Work instructions
In the opinion piece on Atlanta annexation below, print the stretch from "On July 25, Emory" through "through this method." word for word.

Document segment
***

Opinion: City of Atlanta has capacity to boost annexation area

Since Mayor Kasim Reed took office in 2010, the City of Atlanta has acted upon 35 different annexation requests. Of those, 18 groups of petitioners requested annexation through the “100 percent method,” meaning 100 percent of the property owners on a given street or in a neighborhood wanted to be governed by the City of Atlanta.

On July 25, Emory University, the Centers for Disease Control and Prevention (CDC), Children’s Healthcare of Atlanta (CHOA), Georgia Power, Villa International and the Presbyterian Synod of the South Atlantic became the latest group of petitioners to request annexation into the City of Atlanta through this method.

Why? Because Atlanta is an ascendant, global city with the ability to support the annexing institutions and leverage partnerships for smarter growth and economic development.

Atlanta is the most vibrant, culturally significant and international city in the Southeast and is the anchor of the ninth-largest metropolitan area in the eighth-largest state in America. We are a global force with a GDP of more than $305 billion – bigger than 30 states. Atlanta’s reputation as a global city is strengthened by this annexation. At 744 acres, this will be the largest expansion of the city since the annexation of Buckhead in 1952.

***

(Items from a dataset)

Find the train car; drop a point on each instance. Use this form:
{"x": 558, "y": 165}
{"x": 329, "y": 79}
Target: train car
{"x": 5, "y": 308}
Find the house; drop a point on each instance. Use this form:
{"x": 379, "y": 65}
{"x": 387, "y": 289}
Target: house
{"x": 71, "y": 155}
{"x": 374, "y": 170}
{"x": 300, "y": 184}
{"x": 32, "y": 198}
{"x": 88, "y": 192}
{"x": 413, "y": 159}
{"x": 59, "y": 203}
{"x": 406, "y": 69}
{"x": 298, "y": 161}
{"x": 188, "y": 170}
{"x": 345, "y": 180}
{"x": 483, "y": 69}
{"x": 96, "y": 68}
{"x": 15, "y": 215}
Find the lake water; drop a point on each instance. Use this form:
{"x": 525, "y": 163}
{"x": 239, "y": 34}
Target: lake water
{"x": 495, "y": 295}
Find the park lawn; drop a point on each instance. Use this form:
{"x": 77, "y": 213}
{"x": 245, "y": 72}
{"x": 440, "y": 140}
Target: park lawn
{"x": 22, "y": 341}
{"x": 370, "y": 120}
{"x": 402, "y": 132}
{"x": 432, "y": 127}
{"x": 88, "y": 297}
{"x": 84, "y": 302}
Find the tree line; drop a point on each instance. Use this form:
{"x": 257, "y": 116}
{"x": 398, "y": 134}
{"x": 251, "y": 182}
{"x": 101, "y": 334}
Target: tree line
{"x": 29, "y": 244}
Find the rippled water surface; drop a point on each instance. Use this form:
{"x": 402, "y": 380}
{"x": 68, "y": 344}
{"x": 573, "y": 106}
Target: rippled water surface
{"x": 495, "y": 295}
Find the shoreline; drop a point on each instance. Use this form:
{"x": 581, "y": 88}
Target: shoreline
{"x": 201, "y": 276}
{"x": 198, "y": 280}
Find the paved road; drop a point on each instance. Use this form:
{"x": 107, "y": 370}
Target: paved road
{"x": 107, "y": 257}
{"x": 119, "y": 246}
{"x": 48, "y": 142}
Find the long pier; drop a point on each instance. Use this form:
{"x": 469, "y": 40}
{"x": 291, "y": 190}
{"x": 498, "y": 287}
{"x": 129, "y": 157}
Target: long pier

***

Task output
On July 25, Emory University, the Centers for Disease Control and Prevention (CDC), Children’s Healthcare of Atlanta (CHOA), Georgia Power, Villa International and the Presbyterian Synod of the South Atlantic became the latest group of petitioners to request annexation into the City of Atlanta through this method.